SUPPLIED TEXT.
---

Peter's Blog

Redefining the Impossible

WoW Daily News Issue 87


  • Ground my way as quickly as I could to level 10. Had my first experience of running out of ammo just after agroing a spellcaster and had to run all the way to the nearest ammunition seller. It didn't seem that long since I had bought 400 bullets and all gone? It may be advisable to never leave town without full ammo bags. One of the hunter's bag slots is permanently reserved for ammo so they are comparatively short of inventory space, what with having to carry pet food as well. I will probably equip her with top-of-the-range 16 slot bags although all she loots is animal parts worth five copper. Is it worth paying 16g for bags to carry 0.0005g animal parts?
  • Level 10 and pet training! There is a quest series for Hunters where you have to train a Large Crag Boar, a Snow Leapord and an Ice Claw Bear. Training is a matter of selecting the animal and right clicking on the training widget and waiting for 20 seconds. While you wait the animal tries to disembowel you and your armour is debuffed to zero so you have to make sure you are on full health when you start.
  • Once the Crag Boar was trained I gave it a try out. Click on target animal, ctrl-1 to get boar to attack it. Boar hurtles off and engages beast. Start shooting at beast myself, beast is busy fighting with boar, after about three shots beast dies. Very quick, very efficient, very nice. I'm addicted.
  • Trying the three different animals was interesting. The Snow Leopard was hardest to deal with because if I landed a powerful Arcane Shot I would draw agro from the beast and it would ignore the leopard and come running to attack me. When this happened I had to stop shooting so the pet could regain the beast's attention.
  • If a beast attacked me directly, within melee range I could still target it with the pet (or let the pet automatically defend me), let them start fighting, walk back eight yards and start shooting. It is going to be a challenge to take the time to maintain my melee skill level.
  • At the end of this I got the pet training abilities proper and had to choose a pet. I chose the Ice Claw Bear as when I was a paladin these seemed pretty tough and I want something with tanking ability, I'm happy to take care of the dps myself with a big gun. I decided to call the bear Colin.
  • Questing went out the window, it was just a killing spree, we wiped out everything that got in our way. It's nice having a pet.
  • I wanted to take him to see the trolls so they could rub his tummy. We found a troll camp and I was unsure of our capabilities, what our limits were. I was lvl ten, he was eight and there were four trolls in the camp, all about level nine. I sent him in and he managed to agro three trolls and we got in a big fight. We took out a couple of trolls but we both died. I used the spirit healer and tried to summon Colin and was told he was dead. What? But I'd only had him a few minutes sad
  • I had a 'revive pet' spell so I guessed I was supposed to find his corpse and resurrect him pally style so I went back to the troll camp. No body. Had the trolls eaten him? I decided to try the revive spell anyway and he just appeared next to me. I had to feed him to restore his health and make him happy. Then we polished off the remaining trolls. I can't really believe that I can just bring the pet back to life, give him a feed and we're rolling again. No debuff, just a bit of down time?

---

MATERIAL SHOWN.
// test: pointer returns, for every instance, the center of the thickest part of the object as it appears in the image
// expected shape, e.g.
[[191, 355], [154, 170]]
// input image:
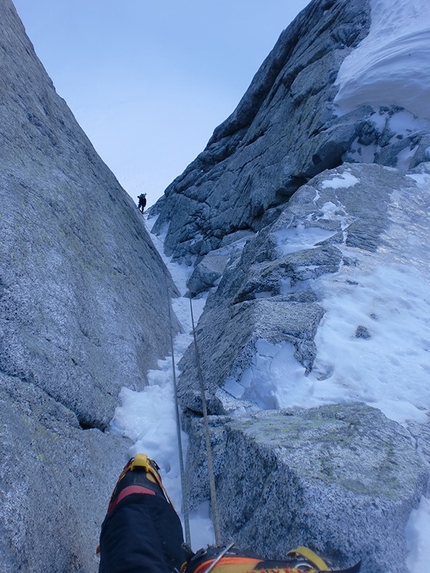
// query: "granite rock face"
[[84, 302], [340, 479], [284, 131], [55, 482], [83, 312]]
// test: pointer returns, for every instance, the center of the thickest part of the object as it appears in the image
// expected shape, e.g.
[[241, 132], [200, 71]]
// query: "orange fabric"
[[230, 565]]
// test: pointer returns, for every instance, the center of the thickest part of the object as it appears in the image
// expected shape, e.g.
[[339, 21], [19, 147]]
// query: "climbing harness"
[[215, 517]]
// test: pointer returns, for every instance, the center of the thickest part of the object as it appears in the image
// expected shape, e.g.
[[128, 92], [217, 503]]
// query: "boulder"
[[268, 293], [340, 479], [55, 482]]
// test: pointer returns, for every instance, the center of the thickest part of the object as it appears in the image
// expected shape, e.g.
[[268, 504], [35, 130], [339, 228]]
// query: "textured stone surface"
[[340, 479], [83, 312], [284, 131], [55, 482], [281, 134], [83, 307], [268, 293]]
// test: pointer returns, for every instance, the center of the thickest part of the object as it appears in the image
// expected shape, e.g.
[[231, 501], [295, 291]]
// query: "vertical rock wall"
[[83, 312]]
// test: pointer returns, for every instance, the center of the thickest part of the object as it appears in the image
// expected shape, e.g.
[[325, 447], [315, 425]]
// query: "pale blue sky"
[[149, 80]]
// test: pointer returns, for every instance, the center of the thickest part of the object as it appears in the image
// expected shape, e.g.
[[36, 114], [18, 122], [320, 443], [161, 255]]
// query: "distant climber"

---

WHAT YOU NEED TO DO.
1. Print the passage of the WoW Daily News post from "WoW Daily News" up to and including "0.0005g animal parts?".
2. In the WoW Daily News post, how long does the wait last after right-clicking on the training widget?

EXPECTED ANSWERS.
1.
WoW Daily News Issue 87


  • Ground my way as quickly as I could to level 10. Had my first experience of running out of ammo just after agroing a spellcaster and had to run all the way to the nearest ammunition seller. It didn't seem that long since I had bought 400 bullets and all gone? It may be advisable to never leave town without full ammo bags. One of the hunter's bag slots is permanently reserved for ammo so they are comparatively short of inventory space, what with having to carry pet food as well. I will probably equip her with top-of-the-range 16 slot bags although all she loots is animal parts worth five copper. Is it worth paying 16g for bags to carry 0.0005g animal parts?

2. 20 seconds.